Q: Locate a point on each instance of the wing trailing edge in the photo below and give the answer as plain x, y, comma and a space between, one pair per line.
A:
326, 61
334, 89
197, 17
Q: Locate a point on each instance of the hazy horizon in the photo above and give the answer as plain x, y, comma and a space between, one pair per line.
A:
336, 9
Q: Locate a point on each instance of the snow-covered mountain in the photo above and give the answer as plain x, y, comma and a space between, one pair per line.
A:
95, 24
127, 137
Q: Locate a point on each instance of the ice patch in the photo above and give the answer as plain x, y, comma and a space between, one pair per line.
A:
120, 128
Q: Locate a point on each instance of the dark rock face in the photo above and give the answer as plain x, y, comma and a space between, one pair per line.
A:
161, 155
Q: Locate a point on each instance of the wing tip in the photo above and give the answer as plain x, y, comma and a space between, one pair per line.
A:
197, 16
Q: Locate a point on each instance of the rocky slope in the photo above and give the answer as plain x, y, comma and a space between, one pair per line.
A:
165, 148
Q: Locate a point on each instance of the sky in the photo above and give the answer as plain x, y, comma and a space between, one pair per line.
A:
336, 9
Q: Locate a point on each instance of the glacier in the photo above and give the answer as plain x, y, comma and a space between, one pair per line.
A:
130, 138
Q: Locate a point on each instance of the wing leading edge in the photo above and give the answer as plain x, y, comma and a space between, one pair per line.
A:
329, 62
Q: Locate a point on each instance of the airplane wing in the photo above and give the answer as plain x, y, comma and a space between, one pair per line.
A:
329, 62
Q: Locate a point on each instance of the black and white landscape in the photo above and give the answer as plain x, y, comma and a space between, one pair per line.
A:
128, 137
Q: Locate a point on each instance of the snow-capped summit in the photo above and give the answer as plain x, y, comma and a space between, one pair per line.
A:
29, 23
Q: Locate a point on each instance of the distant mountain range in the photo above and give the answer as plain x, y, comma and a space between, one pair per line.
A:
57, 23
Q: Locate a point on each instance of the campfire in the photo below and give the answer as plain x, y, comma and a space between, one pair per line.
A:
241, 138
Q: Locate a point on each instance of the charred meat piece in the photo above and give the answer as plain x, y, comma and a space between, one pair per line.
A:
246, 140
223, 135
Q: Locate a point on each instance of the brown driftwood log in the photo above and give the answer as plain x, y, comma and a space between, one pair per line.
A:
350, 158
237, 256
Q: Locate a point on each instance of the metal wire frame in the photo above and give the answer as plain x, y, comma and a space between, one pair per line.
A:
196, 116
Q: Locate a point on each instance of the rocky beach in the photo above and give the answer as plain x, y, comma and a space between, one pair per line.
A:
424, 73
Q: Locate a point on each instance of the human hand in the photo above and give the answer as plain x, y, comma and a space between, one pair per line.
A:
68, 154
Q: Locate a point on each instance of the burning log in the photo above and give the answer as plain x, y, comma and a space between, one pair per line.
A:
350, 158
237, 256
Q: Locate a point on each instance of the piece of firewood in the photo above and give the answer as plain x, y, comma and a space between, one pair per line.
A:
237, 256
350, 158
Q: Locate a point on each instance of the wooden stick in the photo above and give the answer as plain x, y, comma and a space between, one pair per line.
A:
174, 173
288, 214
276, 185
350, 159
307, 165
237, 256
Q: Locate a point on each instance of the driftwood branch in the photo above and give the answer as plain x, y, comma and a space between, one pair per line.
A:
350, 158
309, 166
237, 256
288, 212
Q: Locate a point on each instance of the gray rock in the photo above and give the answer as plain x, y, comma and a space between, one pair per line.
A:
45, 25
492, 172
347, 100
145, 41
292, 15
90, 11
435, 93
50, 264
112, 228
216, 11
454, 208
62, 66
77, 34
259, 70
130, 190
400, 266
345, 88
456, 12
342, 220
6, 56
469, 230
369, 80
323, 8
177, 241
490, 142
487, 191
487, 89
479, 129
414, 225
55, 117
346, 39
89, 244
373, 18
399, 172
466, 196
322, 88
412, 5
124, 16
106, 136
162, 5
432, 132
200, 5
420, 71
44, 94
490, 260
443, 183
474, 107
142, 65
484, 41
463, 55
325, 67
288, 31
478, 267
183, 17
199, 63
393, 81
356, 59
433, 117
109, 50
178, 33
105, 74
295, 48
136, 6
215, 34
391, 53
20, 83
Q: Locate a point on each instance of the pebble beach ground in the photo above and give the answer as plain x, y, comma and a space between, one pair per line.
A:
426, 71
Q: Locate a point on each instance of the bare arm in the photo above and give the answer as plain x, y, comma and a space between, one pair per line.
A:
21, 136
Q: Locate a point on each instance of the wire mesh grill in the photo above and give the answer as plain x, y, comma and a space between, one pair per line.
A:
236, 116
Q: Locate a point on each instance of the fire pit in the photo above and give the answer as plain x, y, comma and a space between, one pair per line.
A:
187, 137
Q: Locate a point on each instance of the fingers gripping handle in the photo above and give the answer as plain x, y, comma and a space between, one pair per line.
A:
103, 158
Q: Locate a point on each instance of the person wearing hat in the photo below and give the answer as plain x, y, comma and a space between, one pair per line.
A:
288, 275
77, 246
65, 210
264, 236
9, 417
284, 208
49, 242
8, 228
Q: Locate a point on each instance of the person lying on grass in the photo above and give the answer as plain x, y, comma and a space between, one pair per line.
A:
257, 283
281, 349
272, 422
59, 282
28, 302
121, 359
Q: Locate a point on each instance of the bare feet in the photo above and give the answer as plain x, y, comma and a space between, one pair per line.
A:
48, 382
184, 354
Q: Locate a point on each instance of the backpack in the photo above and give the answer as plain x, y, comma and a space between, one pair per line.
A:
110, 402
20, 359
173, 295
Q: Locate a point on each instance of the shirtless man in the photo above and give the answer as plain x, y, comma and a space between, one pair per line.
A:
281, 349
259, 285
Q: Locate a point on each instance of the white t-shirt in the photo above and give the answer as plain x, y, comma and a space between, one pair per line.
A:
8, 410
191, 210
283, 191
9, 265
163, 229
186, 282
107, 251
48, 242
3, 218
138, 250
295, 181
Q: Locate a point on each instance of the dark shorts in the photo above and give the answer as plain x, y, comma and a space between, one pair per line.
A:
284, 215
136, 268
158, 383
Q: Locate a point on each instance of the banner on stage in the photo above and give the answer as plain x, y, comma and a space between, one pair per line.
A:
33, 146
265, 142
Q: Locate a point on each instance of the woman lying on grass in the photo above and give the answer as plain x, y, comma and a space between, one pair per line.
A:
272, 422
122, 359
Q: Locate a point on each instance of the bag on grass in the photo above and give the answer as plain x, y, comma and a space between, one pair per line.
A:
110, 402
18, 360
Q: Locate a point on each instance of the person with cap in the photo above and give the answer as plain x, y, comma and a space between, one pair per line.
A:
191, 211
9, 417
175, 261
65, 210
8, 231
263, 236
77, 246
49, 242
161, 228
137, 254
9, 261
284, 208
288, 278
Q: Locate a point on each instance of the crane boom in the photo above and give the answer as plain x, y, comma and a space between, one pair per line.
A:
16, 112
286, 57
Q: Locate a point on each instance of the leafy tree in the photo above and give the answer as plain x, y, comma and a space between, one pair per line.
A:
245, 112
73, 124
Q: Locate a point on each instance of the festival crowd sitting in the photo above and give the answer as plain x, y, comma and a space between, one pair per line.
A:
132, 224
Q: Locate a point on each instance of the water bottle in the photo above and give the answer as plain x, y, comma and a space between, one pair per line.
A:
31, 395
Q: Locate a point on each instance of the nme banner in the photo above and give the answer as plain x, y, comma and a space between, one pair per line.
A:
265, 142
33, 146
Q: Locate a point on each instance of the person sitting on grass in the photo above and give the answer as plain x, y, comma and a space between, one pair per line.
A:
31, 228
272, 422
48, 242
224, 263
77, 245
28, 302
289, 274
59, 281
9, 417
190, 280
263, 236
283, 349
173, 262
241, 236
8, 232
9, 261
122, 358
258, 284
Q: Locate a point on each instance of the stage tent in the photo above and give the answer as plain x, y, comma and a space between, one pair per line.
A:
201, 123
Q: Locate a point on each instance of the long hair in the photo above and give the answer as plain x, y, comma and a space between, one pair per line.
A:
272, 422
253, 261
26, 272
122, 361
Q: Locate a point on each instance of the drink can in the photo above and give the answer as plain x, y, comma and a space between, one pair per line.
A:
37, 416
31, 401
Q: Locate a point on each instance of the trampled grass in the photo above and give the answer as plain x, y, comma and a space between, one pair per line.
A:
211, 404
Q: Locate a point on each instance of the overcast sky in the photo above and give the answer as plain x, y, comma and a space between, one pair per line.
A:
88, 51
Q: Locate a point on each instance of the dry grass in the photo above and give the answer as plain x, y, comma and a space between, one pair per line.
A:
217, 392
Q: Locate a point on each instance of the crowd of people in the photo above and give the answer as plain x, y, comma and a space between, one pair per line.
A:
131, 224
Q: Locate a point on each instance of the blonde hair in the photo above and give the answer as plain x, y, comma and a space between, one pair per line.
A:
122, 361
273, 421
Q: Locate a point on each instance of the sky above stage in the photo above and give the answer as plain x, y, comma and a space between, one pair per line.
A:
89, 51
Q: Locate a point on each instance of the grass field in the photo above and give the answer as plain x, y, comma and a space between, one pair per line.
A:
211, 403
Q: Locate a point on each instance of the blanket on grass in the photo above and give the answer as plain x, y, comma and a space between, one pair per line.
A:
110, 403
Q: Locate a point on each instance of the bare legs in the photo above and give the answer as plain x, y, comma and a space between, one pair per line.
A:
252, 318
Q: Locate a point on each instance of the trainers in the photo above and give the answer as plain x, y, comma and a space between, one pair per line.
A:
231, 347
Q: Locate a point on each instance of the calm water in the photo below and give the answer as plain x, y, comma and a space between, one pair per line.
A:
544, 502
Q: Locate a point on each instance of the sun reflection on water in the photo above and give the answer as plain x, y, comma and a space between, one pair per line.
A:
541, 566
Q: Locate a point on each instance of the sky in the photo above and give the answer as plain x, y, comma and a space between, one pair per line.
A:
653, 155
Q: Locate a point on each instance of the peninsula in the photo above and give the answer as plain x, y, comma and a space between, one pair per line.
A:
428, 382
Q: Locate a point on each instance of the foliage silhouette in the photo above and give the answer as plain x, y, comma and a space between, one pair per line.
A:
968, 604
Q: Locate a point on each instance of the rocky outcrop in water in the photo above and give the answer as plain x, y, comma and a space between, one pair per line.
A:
———
*Exercise instructions*.
Look through the entries above; copy every line holding the string "edge".

*Answer for this exercise*.
Q: Locate a point on each instance of the wing trailing edge in the photo below and give the answer as plain x, y, comma and a space between, one pair per line.
Q: Locate a point on each instance of the wing leading edge in the photo above and give the answer as plain x, y, comma and a space between, one pair per line.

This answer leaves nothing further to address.